• _EXERCISE INPUT_
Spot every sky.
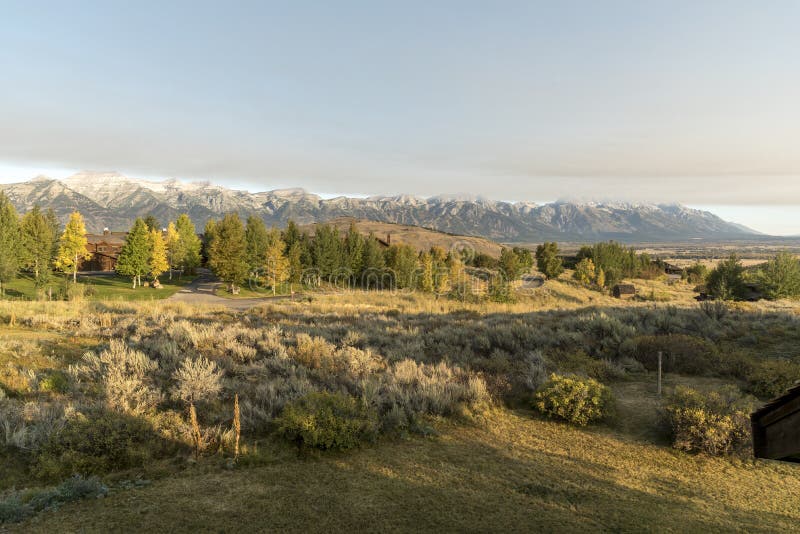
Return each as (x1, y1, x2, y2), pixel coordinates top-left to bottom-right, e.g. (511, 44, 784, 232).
(0, 1, 799, 234)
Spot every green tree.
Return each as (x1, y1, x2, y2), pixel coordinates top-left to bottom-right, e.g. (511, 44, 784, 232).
(55, 211, 91, 283)
(386, 243, 418, 290)
(207, 213, 248, 292)
(116, 218, 152, 288)
(283, 219, 301, 249)
(360, 233, 386, 289)
(312, 224, 343, 280)
(344, 222, 365, 281)
(0, 192, 21, 295)
(535, 242, 564, 280)
(264, 229, 290, 294)
(287, 241, 304, 285)
(175, 214, 201, 274)
(500, 247, 523, 281)
(20, 206, 57, 287)
(758, 252, 800, 300)
(244, 216, 269, 281)
(707, 254, 746, 301)
(143, 215, 160, 232)
(513, 247, 534, 273)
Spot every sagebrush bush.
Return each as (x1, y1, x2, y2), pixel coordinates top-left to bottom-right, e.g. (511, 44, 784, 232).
(277, 391, 378, 451)
(534, 374, 614, 426)
(0, 475, 107, 524)
(746, 359, 800, 399)
(620, 335, 720, 375)
(35, 410, 174, 479)
(663, 386, 754, 456)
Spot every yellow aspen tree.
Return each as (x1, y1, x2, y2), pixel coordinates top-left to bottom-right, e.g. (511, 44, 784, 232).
(55, 211, 91, 283)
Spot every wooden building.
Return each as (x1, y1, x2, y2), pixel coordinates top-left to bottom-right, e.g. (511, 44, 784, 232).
(79, 229, 127, 272)
(612, 284, 636, 299)
(752, 383, 800, 462)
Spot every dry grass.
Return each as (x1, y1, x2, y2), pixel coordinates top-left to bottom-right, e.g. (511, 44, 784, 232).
(10, 407, 800, 533)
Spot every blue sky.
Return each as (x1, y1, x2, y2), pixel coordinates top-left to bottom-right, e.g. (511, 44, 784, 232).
(1, 1, 799, 234)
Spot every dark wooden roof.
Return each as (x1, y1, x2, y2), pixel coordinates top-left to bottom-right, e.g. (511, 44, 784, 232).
(613, 284, 636, 294)
(752, 383, 800, 420)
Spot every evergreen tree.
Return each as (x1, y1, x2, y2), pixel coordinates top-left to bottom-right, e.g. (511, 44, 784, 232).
(264, 229, 290, 294)
(312, 224, 343, 280)
(386, 243, 418, 289)
(707, 254, 746, 301)
(207, 213, 248, 292)
(21, 206, 57, 287)
(360, 233, 386, 289)
(144, 215, 160, 232)
(500, 247, 523, 281)
(283, 219, 301, 249)
(287, 241, 304, 285)
(535, 242, 564, 280)
(244, 216, 269, 281)
(55, 211, 91, 283)
(164, 222, 179, 280)
(149, 228, 169, 283)
(175, 214, 201, 273)
(116, 218, 152, 288)
(759, 252, 800, 300)
(0, 192, 20, 295)
(344, 222, 365, 282)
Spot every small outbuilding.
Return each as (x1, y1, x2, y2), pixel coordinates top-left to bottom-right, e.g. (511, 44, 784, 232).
(751, 383, 800, 462)
(612, 284, 636, 299)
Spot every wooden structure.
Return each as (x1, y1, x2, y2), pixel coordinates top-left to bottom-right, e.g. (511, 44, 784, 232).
(612, 284, 636, 299)
(79, 229, 127, 272)
(752, 383, 800, 462)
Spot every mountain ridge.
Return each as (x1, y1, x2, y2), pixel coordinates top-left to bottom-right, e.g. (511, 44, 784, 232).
(0, 172, 761, 241)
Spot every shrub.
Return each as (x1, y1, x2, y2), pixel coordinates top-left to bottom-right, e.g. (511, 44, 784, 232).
(38, 371, 70, 394)
(533, 374, 614, 426)
(0, 475, 107, 524)
(277, 391, 378, 451)
(747, 359, 800, 399)
(35, 410, 172, 479)
(620, 335, 720, 376)
(289, 334, 336, 370)
(171, 357, 223, 405)
(663, 386, 754, 456)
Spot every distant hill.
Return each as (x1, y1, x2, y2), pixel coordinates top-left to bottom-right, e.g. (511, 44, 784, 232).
(0, 171, 761, 241)
(303, 217, 505, 257)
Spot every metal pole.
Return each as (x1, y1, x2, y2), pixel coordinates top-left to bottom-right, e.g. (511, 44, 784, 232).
(657, 351, 663, 397)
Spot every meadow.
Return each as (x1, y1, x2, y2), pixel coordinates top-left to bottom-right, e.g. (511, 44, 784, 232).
(1, 275, 800, 532)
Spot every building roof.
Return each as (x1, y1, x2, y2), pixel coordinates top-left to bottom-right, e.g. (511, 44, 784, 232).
(86, 232, 127, 245)
(613, 284, 636, 294)
(752, 382, 800, 421)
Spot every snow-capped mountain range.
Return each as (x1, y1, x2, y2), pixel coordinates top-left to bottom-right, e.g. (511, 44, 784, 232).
(1, 171, 760, 241)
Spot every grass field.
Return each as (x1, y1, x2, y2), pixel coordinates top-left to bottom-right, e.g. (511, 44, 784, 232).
(2, 274, 800, 532)
(0, 273, 195, 302)
(9, 405, 800, 533)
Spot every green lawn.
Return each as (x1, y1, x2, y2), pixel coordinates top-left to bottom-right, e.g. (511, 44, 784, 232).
(213, 282, 302, 299)
(1, 273, 195, 302)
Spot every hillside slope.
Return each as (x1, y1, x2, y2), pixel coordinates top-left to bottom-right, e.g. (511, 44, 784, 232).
(12, 407, 799, 533)
(303, 217, 506, 256)
(0, 172, 759, 241)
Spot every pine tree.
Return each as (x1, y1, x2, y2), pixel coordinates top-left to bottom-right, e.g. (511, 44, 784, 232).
(759, 252, 800, 300)
(312, 224, 343, 280)
(116, 218, 152, 288)
(344, 222, 365, 282)
(55, 211, 91, 284)
(164, 222, 179, 280)
(208, 213, 248, 292)
(361, 233, 386, 289)
(535, 242, 564, 280)
(245, 216, 269, 281)
(175, 214, 201, 274)
(21, 206, 57, 287)
(287, 241, 303, 285)
(0, 193, 21, 295)
(283, 219, 301, 249)
(264, 229, 290, 295)
(144, 215, 160, 232)
(149, 228, 169, 283)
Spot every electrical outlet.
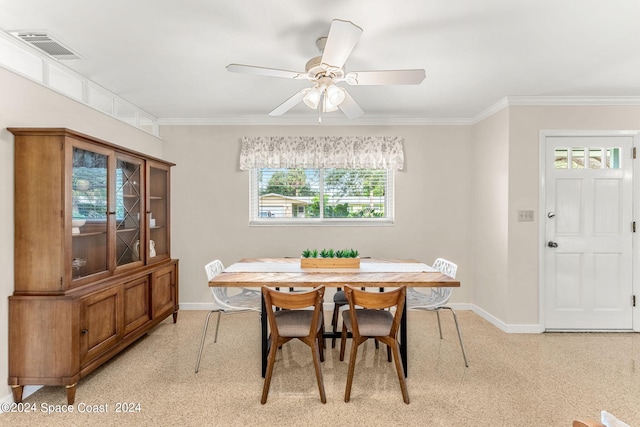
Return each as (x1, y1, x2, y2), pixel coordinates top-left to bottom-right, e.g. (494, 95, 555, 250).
(518, 210, 534, 222)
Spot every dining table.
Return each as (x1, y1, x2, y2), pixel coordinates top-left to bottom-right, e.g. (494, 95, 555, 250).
(208, 257, 460, 377)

• _TASK TO CARRY OUT_
Report the tally of lines in the listing that carry the string "roof", and nothing else.

• _SOLUTION TO THIS EXERCISE_
2